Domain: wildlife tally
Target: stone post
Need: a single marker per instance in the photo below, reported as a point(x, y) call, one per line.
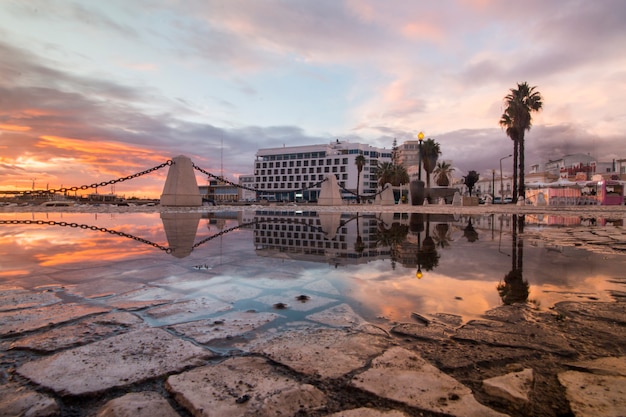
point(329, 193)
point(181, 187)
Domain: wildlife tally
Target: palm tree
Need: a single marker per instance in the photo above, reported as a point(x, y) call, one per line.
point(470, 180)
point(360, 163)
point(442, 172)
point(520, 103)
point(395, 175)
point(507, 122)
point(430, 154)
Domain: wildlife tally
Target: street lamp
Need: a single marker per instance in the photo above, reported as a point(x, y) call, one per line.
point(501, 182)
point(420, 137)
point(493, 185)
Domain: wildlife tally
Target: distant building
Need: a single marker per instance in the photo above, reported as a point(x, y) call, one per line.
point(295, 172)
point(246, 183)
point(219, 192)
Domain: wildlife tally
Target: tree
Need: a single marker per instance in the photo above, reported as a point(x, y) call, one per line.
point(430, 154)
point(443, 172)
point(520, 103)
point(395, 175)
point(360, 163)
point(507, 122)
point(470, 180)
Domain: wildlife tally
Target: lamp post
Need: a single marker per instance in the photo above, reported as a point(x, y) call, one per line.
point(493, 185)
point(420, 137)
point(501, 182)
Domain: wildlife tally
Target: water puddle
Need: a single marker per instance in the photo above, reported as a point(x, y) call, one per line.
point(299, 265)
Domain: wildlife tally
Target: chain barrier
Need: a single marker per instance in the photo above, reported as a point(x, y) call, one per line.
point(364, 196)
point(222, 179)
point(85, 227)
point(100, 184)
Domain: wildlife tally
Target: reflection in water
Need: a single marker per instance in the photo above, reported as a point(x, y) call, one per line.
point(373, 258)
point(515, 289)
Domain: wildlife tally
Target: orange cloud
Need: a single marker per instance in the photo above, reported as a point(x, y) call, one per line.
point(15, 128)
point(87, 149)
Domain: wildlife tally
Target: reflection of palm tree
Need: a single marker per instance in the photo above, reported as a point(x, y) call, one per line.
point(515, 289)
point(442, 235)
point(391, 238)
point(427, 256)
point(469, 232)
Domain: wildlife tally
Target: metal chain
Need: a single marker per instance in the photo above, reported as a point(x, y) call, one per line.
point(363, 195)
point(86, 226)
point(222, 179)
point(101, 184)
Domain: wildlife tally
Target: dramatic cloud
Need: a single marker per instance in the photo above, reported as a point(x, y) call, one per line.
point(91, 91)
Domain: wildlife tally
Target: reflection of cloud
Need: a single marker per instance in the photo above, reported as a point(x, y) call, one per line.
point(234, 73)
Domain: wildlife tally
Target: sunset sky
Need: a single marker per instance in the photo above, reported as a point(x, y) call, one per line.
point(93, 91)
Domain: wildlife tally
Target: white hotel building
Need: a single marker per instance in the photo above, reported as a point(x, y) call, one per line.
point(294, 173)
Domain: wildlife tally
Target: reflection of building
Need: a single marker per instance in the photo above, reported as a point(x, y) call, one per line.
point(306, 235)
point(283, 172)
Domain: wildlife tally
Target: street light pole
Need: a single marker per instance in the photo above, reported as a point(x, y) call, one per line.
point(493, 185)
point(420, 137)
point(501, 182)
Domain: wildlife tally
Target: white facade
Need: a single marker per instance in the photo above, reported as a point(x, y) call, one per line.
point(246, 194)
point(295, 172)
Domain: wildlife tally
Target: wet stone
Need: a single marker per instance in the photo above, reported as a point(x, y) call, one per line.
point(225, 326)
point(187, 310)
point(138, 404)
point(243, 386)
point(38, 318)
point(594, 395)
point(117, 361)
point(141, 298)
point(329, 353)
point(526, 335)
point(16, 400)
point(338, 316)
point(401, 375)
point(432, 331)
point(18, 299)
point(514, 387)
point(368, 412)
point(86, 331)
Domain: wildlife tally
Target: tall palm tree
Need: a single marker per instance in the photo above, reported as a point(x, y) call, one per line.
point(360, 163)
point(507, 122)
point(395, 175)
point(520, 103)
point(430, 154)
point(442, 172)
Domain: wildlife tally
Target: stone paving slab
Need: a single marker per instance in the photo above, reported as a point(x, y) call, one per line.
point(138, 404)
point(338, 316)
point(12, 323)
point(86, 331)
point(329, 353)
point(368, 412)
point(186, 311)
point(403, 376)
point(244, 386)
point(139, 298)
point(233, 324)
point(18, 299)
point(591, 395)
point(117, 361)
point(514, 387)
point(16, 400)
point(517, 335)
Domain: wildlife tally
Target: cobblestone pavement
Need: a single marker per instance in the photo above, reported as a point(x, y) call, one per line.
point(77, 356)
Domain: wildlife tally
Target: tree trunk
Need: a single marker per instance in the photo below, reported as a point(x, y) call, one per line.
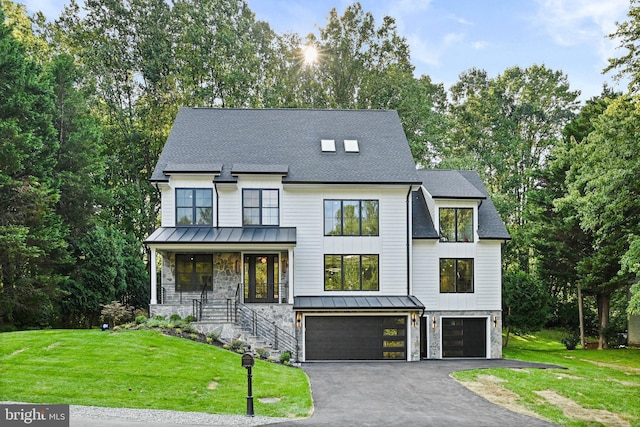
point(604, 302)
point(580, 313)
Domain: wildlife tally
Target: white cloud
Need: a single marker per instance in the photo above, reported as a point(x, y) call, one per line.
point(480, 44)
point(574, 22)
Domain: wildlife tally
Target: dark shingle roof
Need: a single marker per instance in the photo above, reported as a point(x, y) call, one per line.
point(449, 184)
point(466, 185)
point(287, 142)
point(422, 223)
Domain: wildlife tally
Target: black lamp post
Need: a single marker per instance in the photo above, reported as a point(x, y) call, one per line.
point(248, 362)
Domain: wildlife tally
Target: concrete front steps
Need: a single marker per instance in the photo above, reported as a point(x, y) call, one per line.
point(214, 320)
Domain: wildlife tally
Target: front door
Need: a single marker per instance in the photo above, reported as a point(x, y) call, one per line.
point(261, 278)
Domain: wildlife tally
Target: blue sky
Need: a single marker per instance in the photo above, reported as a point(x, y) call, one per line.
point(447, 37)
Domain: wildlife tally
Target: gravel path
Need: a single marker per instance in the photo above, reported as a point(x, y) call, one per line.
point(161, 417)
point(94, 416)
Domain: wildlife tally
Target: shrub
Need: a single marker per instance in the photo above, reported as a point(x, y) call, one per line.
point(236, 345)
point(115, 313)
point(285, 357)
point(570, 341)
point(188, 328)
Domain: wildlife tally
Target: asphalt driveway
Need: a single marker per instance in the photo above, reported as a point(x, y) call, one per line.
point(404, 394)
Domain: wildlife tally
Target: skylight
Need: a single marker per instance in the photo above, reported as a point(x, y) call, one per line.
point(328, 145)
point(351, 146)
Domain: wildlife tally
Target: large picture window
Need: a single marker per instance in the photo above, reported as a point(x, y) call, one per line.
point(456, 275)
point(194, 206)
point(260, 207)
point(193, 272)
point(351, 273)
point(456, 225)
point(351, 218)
--------------------------------------------------
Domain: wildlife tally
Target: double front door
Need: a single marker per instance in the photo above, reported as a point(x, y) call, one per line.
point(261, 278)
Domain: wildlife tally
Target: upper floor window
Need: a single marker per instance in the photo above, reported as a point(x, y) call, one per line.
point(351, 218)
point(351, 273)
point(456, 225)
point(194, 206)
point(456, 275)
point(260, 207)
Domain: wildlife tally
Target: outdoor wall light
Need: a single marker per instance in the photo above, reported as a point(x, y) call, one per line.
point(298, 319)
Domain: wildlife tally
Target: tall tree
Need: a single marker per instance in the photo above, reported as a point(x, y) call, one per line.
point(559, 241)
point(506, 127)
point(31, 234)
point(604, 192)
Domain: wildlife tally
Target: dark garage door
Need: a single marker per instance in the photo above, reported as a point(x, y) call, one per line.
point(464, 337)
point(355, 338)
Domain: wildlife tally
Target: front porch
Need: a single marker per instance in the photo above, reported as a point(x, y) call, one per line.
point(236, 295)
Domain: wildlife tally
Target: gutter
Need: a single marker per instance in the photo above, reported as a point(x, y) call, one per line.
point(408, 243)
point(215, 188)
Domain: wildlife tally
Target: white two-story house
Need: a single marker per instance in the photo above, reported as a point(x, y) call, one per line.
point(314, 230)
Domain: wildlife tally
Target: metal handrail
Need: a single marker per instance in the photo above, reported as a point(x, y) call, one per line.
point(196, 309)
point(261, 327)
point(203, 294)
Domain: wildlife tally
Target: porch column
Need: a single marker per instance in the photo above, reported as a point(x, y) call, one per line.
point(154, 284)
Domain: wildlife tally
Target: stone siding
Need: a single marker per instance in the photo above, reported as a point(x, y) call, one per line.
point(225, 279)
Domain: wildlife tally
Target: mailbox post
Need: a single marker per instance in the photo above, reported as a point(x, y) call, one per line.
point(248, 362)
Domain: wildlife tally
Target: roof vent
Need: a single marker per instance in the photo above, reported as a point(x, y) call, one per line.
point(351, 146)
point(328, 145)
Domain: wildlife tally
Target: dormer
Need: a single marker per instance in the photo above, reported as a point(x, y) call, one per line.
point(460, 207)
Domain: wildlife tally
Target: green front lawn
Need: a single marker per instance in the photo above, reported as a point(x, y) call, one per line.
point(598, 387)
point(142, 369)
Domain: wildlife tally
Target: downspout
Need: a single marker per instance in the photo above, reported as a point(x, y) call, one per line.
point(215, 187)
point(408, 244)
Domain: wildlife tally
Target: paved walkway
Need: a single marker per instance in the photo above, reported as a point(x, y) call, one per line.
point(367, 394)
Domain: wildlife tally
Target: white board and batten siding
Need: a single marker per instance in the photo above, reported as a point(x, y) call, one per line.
--------------------------------------------------
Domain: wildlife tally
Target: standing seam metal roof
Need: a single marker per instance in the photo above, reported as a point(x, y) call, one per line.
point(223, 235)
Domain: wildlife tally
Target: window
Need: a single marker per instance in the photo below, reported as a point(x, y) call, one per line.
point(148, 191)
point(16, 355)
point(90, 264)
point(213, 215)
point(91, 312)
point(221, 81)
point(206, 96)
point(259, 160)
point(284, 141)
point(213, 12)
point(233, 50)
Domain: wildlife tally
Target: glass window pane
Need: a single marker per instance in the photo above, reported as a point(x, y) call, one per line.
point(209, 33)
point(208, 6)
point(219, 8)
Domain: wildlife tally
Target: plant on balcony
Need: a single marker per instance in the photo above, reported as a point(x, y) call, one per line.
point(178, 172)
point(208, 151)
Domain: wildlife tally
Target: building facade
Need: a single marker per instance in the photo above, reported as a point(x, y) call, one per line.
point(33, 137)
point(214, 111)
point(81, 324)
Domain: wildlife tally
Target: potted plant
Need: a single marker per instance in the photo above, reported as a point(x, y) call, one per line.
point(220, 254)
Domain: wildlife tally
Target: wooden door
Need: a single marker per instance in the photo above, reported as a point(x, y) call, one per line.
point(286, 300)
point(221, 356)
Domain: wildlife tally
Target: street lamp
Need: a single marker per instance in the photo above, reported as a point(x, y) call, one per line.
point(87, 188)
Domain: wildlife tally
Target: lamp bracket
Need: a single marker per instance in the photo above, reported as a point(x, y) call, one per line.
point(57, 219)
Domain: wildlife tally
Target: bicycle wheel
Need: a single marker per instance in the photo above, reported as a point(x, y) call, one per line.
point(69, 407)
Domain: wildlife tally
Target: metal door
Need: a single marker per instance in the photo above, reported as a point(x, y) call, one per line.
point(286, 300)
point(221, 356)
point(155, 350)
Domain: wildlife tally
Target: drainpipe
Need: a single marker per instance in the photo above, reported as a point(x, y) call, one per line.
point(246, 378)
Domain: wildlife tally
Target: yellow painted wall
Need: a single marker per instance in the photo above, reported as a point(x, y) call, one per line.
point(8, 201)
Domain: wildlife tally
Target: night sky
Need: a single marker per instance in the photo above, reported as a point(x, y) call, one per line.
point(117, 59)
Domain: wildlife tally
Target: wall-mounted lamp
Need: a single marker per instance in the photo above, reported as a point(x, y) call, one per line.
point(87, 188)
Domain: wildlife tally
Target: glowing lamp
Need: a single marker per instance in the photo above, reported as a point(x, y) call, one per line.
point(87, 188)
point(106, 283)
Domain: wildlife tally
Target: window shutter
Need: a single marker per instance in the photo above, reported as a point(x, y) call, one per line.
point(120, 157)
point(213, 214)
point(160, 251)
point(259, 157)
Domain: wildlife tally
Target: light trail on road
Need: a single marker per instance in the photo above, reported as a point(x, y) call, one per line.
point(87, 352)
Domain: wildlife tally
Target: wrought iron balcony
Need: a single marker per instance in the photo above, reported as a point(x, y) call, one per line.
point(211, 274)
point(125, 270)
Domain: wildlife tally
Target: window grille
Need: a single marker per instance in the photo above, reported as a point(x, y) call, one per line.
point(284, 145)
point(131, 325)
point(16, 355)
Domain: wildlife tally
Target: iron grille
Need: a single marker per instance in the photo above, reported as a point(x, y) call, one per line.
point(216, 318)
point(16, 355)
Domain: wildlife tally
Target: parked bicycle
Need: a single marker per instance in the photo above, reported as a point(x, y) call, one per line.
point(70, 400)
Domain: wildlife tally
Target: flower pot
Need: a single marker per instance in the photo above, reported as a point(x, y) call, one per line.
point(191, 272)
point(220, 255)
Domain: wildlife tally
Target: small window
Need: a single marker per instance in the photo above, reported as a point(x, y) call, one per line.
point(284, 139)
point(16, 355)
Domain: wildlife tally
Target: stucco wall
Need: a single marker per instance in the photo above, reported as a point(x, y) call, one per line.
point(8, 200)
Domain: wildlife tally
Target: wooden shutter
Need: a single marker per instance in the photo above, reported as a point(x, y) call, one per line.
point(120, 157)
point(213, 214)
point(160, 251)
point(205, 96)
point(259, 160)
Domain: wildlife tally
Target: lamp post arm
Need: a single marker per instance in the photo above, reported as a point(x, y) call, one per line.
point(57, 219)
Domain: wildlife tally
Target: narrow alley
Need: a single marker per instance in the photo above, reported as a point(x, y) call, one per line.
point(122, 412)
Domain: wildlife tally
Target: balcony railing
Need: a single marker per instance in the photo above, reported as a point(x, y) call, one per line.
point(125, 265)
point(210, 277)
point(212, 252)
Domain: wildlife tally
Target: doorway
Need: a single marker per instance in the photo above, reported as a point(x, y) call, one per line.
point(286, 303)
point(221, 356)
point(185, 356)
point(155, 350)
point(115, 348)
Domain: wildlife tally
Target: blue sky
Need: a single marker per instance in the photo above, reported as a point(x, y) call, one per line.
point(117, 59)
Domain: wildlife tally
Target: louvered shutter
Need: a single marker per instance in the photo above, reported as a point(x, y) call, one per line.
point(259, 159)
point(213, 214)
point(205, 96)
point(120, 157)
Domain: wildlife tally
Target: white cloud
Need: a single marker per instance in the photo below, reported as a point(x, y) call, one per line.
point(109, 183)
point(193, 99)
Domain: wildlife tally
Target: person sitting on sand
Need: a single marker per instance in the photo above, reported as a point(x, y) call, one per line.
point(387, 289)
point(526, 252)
--------------------------------------------------
#### GIVEN REQUEST
Collect every line from the material above that contains the string "facade". Matching is case-sensitive.

#### TASK RESULT
Target: white facade
Target: building facade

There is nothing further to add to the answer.